- **Short task**: Write out the records below word for word, from their first line through the line that contains "185;98;219;192".

- **Dataset**:
------------------------------------------------

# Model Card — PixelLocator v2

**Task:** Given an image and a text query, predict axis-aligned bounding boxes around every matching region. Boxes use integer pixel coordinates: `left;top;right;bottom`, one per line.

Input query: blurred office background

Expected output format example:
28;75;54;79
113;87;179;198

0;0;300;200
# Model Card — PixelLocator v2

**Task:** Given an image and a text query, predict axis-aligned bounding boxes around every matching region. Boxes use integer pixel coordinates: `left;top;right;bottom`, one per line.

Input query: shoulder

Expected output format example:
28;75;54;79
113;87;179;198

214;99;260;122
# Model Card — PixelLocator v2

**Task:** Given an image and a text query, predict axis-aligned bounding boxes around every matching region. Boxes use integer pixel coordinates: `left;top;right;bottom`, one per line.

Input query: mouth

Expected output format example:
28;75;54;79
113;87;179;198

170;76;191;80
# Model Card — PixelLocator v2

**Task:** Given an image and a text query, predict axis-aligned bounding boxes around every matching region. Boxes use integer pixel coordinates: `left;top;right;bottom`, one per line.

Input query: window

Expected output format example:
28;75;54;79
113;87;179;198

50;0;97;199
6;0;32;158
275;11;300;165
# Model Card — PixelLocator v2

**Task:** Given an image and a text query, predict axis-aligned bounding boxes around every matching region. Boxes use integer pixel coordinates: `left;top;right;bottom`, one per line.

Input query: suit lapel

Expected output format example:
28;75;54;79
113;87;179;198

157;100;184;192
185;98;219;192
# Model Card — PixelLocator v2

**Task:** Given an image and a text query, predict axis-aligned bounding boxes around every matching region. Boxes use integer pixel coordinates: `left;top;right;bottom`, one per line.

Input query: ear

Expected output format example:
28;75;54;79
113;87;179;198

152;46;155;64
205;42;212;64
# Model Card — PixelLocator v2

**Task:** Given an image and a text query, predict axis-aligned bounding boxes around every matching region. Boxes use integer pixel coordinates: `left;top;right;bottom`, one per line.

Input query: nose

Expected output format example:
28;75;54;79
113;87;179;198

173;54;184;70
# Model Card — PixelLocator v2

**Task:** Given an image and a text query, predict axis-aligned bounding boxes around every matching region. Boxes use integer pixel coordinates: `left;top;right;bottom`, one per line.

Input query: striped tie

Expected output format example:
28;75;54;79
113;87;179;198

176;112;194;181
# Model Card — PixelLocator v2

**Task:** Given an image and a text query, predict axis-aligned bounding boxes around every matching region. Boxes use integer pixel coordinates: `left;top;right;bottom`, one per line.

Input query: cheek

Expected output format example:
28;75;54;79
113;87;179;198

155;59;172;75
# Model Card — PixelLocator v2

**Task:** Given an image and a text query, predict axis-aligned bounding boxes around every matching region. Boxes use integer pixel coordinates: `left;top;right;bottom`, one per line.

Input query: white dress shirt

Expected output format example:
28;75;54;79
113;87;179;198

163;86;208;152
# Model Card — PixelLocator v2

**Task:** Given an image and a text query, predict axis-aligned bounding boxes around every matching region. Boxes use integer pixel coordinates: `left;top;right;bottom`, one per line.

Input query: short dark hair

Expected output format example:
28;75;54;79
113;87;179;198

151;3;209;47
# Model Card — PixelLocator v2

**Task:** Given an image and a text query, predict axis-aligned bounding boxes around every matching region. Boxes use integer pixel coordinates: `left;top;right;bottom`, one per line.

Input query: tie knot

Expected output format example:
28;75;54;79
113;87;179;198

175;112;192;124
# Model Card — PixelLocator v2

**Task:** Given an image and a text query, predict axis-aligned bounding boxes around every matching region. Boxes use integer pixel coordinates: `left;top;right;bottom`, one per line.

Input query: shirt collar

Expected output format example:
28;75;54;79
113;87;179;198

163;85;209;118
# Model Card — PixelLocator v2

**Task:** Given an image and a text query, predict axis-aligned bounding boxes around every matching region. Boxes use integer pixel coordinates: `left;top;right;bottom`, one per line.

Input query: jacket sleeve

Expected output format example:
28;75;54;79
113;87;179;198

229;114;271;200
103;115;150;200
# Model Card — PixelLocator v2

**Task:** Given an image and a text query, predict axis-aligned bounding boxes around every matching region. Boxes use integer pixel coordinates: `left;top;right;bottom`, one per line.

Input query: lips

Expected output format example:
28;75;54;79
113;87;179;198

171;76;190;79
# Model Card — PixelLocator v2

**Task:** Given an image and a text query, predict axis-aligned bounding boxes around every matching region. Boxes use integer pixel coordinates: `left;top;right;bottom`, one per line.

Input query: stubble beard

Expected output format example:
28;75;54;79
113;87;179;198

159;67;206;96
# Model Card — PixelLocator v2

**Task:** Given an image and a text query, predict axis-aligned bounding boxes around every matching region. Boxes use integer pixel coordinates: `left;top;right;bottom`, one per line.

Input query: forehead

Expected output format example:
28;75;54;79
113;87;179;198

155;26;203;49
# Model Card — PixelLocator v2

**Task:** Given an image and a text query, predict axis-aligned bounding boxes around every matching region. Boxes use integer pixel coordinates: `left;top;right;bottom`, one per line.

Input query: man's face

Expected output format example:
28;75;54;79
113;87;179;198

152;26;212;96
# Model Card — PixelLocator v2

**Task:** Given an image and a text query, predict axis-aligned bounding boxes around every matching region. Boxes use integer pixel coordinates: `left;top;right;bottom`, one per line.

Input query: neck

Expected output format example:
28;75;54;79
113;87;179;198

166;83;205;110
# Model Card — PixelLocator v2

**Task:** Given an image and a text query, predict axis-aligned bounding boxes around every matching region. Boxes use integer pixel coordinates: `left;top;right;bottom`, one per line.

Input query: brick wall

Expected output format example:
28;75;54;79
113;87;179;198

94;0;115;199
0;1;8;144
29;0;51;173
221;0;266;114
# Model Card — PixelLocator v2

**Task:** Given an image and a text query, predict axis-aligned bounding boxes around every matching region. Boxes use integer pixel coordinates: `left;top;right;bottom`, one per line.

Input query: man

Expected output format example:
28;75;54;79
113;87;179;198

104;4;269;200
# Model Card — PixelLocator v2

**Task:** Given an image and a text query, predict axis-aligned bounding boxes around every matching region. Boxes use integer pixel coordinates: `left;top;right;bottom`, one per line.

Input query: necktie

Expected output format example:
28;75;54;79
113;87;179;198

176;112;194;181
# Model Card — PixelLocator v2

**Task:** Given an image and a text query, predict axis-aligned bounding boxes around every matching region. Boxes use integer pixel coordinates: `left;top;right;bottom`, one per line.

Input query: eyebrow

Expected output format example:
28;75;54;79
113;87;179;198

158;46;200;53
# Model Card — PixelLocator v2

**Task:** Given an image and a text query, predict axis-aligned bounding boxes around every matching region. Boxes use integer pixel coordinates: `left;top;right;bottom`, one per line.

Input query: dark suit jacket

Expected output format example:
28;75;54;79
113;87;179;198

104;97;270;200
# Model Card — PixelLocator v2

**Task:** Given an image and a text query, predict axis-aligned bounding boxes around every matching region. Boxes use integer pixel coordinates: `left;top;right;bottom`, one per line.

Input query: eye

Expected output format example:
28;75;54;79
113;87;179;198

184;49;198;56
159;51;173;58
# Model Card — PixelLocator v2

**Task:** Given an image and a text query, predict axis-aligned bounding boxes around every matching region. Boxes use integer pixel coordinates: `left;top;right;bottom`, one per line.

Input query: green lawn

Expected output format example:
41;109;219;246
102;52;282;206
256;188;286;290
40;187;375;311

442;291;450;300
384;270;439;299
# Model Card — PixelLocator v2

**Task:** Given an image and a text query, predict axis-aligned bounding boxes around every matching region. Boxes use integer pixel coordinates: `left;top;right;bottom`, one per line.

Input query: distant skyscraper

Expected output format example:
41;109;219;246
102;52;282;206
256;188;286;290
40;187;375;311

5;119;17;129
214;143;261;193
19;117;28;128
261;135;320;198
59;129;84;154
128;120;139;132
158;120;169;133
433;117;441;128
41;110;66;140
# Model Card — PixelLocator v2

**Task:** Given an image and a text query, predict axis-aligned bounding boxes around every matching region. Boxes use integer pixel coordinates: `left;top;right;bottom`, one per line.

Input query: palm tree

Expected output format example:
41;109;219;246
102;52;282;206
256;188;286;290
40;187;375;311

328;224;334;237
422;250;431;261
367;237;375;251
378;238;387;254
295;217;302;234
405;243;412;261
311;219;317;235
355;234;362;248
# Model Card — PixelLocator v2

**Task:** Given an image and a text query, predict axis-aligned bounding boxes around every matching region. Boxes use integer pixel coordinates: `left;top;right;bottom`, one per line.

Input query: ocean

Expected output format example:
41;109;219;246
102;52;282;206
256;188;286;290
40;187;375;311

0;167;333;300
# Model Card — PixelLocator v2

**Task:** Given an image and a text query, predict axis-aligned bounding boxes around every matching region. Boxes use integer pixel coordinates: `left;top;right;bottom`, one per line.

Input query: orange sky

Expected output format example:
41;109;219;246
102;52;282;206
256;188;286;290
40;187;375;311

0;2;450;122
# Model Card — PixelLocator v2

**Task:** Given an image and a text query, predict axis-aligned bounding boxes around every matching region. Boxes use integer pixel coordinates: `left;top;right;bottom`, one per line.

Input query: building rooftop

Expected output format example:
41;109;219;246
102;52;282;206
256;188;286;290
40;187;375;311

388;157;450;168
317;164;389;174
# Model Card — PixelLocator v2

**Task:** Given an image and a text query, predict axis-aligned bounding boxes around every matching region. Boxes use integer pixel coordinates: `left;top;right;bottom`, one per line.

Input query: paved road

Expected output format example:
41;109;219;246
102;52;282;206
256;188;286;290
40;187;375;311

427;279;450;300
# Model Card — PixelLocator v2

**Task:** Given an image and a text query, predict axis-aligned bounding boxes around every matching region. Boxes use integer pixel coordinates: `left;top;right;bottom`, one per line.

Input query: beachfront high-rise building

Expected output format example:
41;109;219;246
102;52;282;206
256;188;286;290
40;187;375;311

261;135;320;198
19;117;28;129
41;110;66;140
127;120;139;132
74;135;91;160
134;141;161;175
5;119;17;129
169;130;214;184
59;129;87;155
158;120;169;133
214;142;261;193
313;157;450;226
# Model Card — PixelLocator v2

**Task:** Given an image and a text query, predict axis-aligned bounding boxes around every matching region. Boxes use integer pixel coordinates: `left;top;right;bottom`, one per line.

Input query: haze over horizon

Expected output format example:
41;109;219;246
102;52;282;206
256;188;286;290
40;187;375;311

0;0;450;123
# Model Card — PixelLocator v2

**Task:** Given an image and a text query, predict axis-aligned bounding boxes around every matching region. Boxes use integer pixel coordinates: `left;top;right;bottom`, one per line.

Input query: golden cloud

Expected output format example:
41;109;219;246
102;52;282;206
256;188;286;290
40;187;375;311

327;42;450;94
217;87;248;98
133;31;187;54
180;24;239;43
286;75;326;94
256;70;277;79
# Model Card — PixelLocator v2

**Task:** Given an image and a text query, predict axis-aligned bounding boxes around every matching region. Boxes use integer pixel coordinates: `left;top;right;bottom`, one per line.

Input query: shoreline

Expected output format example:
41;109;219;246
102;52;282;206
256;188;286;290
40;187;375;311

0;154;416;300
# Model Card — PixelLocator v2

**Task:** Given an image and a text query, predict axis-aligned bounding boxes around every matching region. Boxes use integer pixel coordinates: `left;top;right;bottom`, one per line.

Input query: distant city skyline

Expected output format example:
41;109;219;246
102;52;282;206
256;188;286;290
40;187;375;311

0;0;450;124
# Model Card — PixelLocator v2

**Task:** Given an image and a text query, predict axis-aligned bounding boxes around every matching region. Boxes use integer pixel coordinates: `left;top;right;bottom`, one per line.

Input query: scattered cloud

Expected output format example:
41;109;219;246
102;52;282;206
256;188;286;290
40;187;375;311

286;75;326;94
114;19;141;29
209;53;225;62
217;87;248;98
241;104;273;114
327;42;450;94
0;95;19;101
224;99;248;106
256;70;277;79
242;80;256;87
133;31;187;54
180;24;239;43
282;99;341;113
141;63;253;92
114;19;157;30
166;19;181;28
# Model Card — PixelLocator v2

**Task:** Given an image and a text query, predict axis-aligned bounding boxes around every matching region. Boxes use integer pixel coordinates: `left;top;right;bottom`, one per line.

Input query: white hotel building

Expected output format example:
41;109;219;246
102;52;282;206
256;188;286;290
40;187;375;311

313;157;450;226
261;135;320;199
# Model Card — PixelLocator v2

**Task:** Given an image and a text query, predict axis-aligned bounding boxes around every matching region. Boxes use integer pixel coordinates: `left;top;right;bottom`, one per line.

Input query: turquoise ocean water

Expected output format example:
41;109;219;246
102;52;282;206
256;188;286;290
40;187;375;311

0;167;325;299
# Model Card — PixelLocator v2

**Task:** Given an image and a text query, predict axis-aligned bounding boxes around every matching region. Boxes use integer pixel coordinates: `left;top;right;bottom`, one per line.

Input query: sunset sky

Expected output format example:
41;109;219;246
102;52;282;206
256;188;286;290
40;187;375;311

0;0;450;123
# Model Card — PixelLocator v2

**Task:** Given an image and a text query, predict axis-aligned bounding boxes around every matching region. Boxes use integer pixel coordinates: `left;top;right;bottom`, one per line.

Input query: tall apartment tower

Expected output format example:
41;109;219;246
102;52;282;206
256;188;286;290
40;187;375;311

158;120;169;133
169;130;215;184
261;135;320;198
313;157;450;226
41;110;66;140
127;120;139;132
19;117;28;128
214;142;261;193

------------------------------------------------

- **Task output**:
# Model Card — PixelLocator v2

**Task:** Given an image and a text query, predict axis-aligned bounding boxes around every matching region. Boxes use integer pixel coordinates: `left;top;right;bottom`, one per line.

Input query: blurred office background

Expected output format example:
28;75;54;79
113;87;179;198

0;0;300;200
# Model Card — PixelLocator v2

**Task:** Given an image and a text query, predict axis-aligned bounding boxes around every matching region. Boxes use integer pixel coordinates: `left;top;right;bottom`, one per line.

Input query: shoulder

Expected output format example:
28;75;54;79
113;87;179;198

214;99;260;122
# Model Card — PixelLocator v2

**Task:** Given an image and a text query, predict axis-aligned bounding boxes around every matching region. Boxes use integer pixel coordinates: `left;top;right;bottom`, one per line.

Input query: mouth

Expected output format example:
28;75;54;79
113;87;179;198

170;76;191;80
# Model Card — PixelLocator v2

**Task:** Given an image and a text query, predict axis-aligned bounding boxes around every matching region. Boxes use integer pixel coordinates: `left;top;right;bottom`, one per line.

Input query: window

Expected output format example:
28;75;54;79
113;87;179;198

50;0;97;199
6;0;32;158
275;11;300;165
# Model Card — PixelLocator v2

**Task:** Given an image and a text query, predict axis-aligned bounding boxes around every matching region. Boxes use integer pixel coordinates: `left;top;right;bottom`, one per line.

Input query: suit lapel

Expected output format example:
28;75;54;79
113;87;179;198

157;100;184;192
185;98;219;192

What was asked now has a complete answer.